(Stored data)
■ ■ ■ ■ ■

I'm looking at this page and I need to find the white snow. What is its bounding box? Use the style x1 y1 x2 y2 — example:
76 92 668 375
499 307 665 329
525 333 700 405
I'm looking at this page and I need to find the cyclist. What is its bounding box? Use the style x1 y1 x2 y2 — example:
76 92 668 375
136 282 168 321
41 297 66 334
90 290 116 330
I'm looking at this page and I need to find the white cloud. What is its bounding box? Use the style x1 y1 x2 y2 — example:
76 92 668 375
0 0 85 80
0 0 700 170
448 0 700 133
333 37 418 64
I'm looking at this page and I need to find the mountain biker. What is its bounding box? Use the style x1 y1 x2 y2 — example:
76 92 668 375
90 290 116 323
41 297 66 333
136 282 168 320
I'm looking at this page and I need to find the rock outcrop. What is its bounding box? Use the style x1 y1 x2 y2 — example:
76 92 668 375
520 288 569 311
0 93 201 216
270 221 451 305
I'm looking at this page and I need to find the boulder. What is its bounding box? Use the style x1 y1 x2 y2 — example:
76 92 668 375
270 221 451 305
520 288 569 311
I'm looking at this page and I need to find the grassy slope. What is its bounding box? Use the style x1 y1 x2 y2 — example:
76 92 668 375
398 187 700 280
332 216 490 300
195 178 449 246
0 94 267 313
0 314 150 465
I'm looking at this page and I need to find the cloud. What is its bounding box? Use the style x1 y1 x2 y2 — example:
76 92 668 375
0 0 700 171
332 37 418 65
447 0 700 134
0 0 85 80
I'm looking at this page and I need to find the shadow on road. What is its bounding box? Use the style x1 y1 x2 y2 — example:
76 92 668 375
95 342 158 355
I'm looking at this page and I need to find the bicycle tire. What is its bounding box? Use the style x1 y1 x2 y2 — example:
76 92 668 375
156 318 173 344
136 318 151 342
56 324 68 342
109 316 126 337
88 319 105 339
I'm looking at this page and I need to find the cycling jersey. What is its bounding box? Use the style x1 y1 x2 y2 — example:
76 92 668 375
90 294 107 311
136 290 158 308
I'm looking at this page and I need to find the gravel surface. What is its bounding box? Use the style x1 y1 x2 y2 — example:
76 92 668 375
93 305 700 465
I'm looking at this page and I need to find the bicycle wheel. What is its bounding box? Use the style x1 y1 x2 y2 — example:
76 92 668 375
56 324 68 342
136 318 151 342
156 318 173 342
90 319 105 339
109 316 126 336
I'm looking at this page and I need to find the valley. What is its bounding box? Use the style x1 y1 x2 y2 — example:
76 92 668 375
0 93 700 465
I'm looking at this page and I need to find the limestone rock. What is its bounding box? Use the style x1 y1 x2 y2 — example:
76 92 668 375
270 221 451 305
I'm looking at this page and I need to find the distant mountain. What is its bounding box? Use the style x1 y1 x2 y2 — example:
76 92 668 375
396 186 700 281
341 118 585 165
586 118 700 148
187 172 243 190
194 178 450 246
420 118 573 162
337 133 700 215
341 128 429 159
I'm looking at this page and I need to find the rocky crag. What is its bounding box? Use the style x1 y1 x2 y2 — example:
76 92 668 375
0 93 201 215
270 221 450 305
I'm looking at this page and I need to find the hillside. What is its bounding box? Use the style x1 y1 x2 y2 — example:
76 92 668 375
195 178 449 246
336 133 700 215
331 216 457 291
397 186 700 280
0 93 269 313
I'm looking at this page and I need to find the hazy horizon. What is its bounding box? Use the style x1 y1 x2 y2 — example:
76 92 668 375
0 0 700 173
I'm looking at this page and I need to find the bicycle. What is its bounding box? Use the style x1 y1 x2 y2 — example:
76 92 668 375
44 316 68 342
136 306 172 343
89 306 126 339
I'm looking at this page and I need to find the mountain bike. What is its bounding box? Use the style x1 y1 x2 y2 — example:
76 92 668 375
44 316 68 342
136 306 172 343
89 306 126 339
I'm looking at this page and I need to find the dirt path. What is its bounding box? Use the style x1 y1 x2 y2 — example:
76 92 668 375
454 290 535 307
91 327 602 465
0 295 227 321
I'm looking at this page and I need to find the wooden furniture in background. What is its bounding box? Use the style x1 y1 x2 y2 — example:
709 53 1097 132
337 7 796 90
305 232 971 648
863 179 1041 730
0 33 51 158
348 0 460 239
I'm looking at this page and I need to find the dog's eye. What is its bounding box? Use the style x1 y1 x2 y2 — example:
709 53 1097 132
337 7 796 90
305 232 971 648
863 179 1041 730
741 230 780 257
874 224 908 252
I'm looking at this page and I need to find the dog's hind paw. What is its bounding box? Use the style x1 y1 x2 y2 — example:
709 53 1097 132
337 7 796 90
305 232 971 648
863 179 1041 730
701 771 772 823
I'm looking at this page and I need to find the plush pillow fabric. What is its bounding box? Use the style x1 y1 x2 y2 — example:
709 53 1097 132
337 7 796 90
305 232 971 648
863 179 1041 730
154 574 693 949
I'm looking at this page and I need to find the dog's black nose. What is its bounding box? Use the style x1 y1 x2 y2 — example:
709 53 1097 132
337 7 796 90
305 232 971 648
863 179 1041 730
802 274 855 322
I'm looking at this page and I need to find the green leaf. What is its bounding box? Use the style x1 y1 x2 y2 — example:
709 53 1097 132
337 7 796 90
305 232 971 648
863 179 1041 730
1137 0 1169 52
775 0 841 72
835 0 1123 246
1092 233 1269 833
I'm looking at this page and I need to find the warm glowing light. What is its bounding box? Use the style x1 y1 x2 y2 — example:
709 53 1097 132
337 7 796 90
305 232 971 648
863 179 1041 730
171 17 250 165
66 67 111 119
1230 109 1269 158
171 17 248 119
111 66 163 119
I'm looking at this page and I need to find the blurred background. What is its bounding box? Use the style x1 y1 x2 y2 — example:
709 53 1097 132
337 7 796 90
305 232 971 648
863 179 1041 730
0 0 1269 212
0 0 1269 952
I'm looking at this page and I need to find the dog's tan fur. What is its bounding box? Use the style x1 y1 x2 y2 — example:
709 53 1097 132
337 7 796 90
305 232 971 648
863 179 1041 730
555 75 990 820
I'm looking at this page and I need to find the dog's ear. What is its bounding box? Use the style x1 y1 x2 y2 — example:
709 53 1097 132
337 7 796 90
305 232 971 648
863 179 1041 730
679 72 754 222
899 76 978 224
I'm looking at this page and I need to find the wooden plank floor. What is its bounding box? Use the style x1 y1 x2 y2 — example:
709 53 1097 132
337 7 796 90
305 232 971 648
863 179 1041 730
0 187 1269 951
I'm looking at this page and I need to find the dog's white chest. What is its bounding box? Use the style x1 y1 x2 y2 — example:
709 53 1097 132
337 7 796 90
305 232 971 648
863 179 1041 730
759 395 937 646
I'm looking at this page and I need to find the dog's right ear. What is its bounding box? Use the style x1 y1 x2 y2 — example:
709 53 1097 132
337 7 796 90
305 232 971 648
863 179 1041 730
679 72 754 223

■ ■ ■ ■ ■

PROBLEM STATEMENT →
Put every one of these lines into a JSON list of strings, one string per line, and leave out any blank lines.

RESPONSE TO THE TASK →
[
  "I'm looking at this page and I need to find the white snow. What is its bounding box? Use the style x1 y1 x2 y2 — example:",
  "76 92 668 375",
  "499 307 665 329",
  "525 333 700 405",
  "I'm looking at this page and I need to find the cyclist. What is its bounding box? Use the style x1 y1 x2 y2 — example:",
  "76 92 668 375",
  "136 282 168 321",
  "41 297 66 334",
  "90 290 116 330",
  "I'm looking at this page and I need to find the white cloud. What is its bounding box? Use the style x1 y1 x2 y2 — example:",
  "76 92 668 375",
  "0 0 85 80",
  "0 0 700 170",
  "448 0 700 133",
  "333 37 418 64",
  "I'm looking at this page and I need to find the mountain biker. What is its bounding box? Use the style x1 y1 x2 y2 — example:",
  "76 92 668 375",
  "90 290 116 323",
  "41 297 66 333",
  "136 282 168 320",
  "I'm looking at this page and I need to find the rock outcrop. What is its bounding box? Use the style x1 y1 x2 y2 — example:",
  "76 92 668 375",
  "520 288 569 311",
  "0 93 201 216",
  "270 221 451 305",
  "I'm looking at this page and I need to find the boulder. What is its bounding box? Use the style x1 y1 x2 y2 — example:",
  "76 92 668 375",
  "270 221 451 305",
  "520 288 569 311",
  "I'm looking at this page and I need to find the grassy slope. What is its bounding box? Use the style x1 y1 x2 y2 — example:",
  "76 92 668 375",
  "398 187 700 280",
  "332 216 490 300",
  "195 178 449 246",
  "0 94 267 313",
  "0 314 150 465",
  "I'm looking at this page and I need to find the cloud. What is its bounding box? Use the style x1 y1 x2 y2 — example:",
  "76 92 668 375",
  "0 0 700 171",
  "332 37 418 65",
  "447 0 700 134",
  "0 0 85 80",
  "I'm looking at this page and I need to find the shadow on road. What is its bounding box? Use the style x1 y1 x2 y2 — example:",
  "76 92 668 375",
  "95 342 158 355",
  "I'm looking at this page and I need to find the bicycle tire. What is its bounding box? Use the style x1 y1 x2 y2 — example:",
  "76 92 668 375",
  "156 318 173 344",
  "136 318 151 342",
  "56 324 68 342",
  "109 316 126 337",
  "88 319 105 339",
  "I'm looking at this page and I need to find the cycling jersey. What is its bounding box? Use the style x1 y1 x2 y2 — example:",
  "76 92 668 375",
  "90 294 107 311",
  "136 290 158 308",
  "I'm looking at this page and I need to find the gravel surface. What is its bounding box? Use the style x1 y1 x2 y2 — example:",
  "76 92 668 375",
  "93 305 700 465",
  "I'm looking at this page and I need to find the bicycle wheel. What is its bounding box? Use the style x1 y1 x2 y2 — example:",
  "76 92 668 375",
  "56 324 68 342",
  "136 318 151 342",
  "156 318 173 342",
  "90 319 105 339",
  "109 316 126 336",
  "I'm looking at this page and I need to find the valley. What is its bounding box? Use the style x1 y1 x2 y2 — example:",
  "76 92 668 375",
  "0 93 700 465",
  "I'm looking at this page and I need to find the limestone rock. What is its bounding box? Use the style x1 y1 x2 y2 — example:",
  "76 92 668 375",
  "270 221 451 305",
  "I'm looking at this page and I need to find the distant mountain. What is its bounding box? Use the style x1 y1 x2 y2 — example:",
  "76 92 668 375",
  "396 186 700 281",
  "341 118 585 165",
  "586 118 700 148",
  "187 172 243 190",
  "194 178 450 246",
  "420 118 573 162",
  "337 133 700 215",
  "341 128 429 159",
  "I'm looking at this page and I need to find the rocky crag. What is its bounding box? Use the style x1 y1 x2 y2 — example:",
  "76 92 668 375",
  "0 93 201 215",
  "270 221 450 305",
  "I'm looking at this page and I need to find the hillside. What is its bounding box? Use the style x1 y1 x2 y2 — example:",
  "76 92 668 375",
  "195 178 449 246",
  "336 133 700 215",
  "331 216 457 291",
  "397 186 700 280",
  "0 93 269 313",
  "I'm looking at this page and I need to find the hazy horizon. What is its bounding box? Use the style x1 y1 x2 y2 — example:",
  "76 92 668 375",
  "0 0 700 173",
  "I'm looking at this page and I need to find the bicycle. What is its bounding box? Use the style x1 y1 x2 y2 — example:",
  "76 92 668 375",
  "44 316 68 342",
  "136 306 172 343",
  "89 306 126 339",
  "I'm looking at this page and I need to find the mountain bike. What is its bounding box? Use the style x1 y1 x2 y2 — example:",
  "76 92 668 375",
  "44 316 68 342",
  "136 306 172 343",
  "89 306 126 339",
  "I'm looking at this page and I need to find the dirt path. What is its bounding box? Use the style x1 y1 x2 y2 — example:",
  "76 92 668 375",
  "454 290 535 307",
  "91 327 602 465",
  "0 295 227 321",
  "I'm looking at this page and I need to find the wooden furniture in background. What is its bounding box? Use the style x1 y1 x2 y2 — example:",
  "709 53 1097 132",
  "337 7 796 90",
  "305 232 971 648",
  "863 179 1041 730",
  "0 33 51 158",
  "348 0 460 239",
  "I'm looking at this page and I need to find the dog's eye. What is its bounding box? Use the style x1 y1 x2 y2 — example:",
  "709 53 1097 132",
  "337 7 796 90",
  "305 232 971 648",
  "863 179 1041 730",
  "741 230 780 257",
  "874 224 908 252",
  "I'm looking at this page and I need to find the dog's hind paw. What is its bounding box? Use the style x1 y1 x2 y2 — example:",
  "709 53 1097 132",
  "337 7 796 90",
  "305 232 971 648",
  "863 179 1041 730",
  "701 771 772 823",
  "I'm looking at this page and I need to find the plush pillow fabric. What is its bounding box? Use the style x1 y1 x2 y2 — example:",
  "709 53 1097 132",
  "337 7 796 90",
  "305 232 971 648",
  "863 179 1041 730",
  "154 574 693 949",
  "I'm looking at this page and I need to find the dog's black nose. What is its bounding box? Use the style x1 y1 x2 y2 — example:",
  "709 53 1097 132",
  "337 7 796 90",
  "305 232 971 648",
  "863 179 1041 730",
  "802 274 855 322",
  "I'm looking at this page and I need to find the green leaf. What is its bounding box? Use the style x1 y1 x2 y2 — example:",
  "709 53 1097 132",
  "337 7 796 90",
  "305 232 971 648",
  "863 179 1041 730",
  "1137 0 1169 52",
  "775 0 841 72",
  "835 0 1123 246",
  "1092 233 1269 833",
  "I'm looking at this page and I need to find the warm glowing light. What is its bounding box? Use the style x1 y1 x2 y2 — example:",
  "709 53 1097 132",
  "337 7 796 90",
  "305 232 971 648",
  "863 179 1041 730",
  "171 17 250 165",
  "66 67 111 119",
  "1230 109 1269 158",
  "171 17 248 119",
  "111 66 163 119",
  "I'm looking at this page and I need to find the blurred background. What is its bounding box? Use the style x1 y1 x2 y2 — example:",
  "709 53 1097 132",
  "337 7 796 90",
  "305 232 971 648",
  "863 179 1041 730",
  "0 0 1269 212",
  "0 0 1269 952",
  "I'm looking at this page and I need to find the dog's tan fur. What is its bounding box? Use the style x1 y1 x2 y2 — example:",
  "709 53 1097 132",
  "337 7 796 90",
  "305 232 971 648",
  "863 179 1041 730",
  "555 75 990 820",
  "I'm looking at this page and I need to find the dog's ear. What is its bounding box? Use the style x1 y1 x2 y2 — example:",
  "709 53 1097 132",
  "337 7 796 90",
  "305 232 971 648",
  "863 179 1041 730",
  "679 72 754 222",
  "899 76 978 224",
  "I'm looking at this page and I need to find the wooden plank floor. What is its bounding box? Use the style x1 y1 x2 y2 — example:",
  "709 53 1097 132",
  "337 7 796 90",
  "305 232 971 648",
  "863 179 1041 730",
  "0 187 1269 951",
  "I'm looking at this page and I need to find the dog's white chest. What is its bounding box? Use the style x1 y1 x2 y2 — example:",
  "709 53 1097 132",
  "337 7 796 90",
  "305 232 971 648",
  "863 179 1041 730",
  "759 395 937 646",
  "I'm looking at this page and I need to find the dog's right ear. What is its bounding box? Use the style x1 y1 x2 y2 — example:",
  "709 53 1097 132",
  "337 7 796 90",
  "305 232 971 648",
  "863 179 1041 730",
  "679 72 754 223"
]